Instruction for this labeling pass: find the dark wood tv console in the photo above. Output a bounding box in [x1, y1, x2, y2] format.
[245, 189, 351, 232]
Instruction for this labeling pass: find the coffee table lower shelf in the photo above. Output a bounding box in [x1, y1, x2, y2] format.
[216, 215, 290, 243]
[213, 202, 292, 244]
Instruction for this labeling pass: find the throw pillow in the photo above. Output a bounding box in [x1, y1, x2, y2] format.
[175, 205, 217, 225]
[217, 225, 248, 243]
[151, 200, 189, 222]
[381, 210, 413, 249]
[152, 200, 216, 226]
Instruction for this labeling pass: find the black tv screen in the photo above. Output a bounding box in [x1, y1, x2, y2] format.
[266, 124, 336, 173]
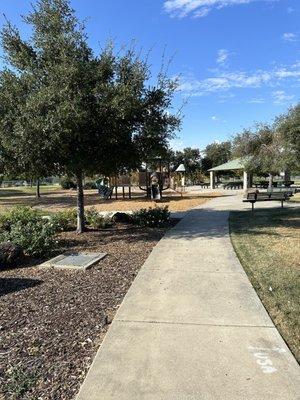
——————
What you need to do:
From the first record to the last, restate everything exactly but omit the pictures.

The completed task:
Instruction for this labeling pass: find the dark wood tv console in the photo above. Output a bounding box in [x1, y1, x2, y2] format.
[245, 189, 351, 232]
Instruction for this labeling pass: find the coffee table lower shelf in the photo above. Output a bounding box in [x1, y1, x2, y2] format.
[216, 215, 290, 243]
[213, 202, 292, 244]
Instruction for this labeling pass: find the throw pillow in the photo above. Output a bounding box in [x1, y1, x2, y2] format.
[175, 205, 217, 225]
[217, 225, 248, 243]
[151, 200, 189, 222]
[381, 210, 413, 249]
[152, 200, 216, 226]
Instruction for this labeling pass: find the black tv screen in the photo above. Output a bounding box in [x1, y1, x2, y2] format.
[266, 124, 336, 173]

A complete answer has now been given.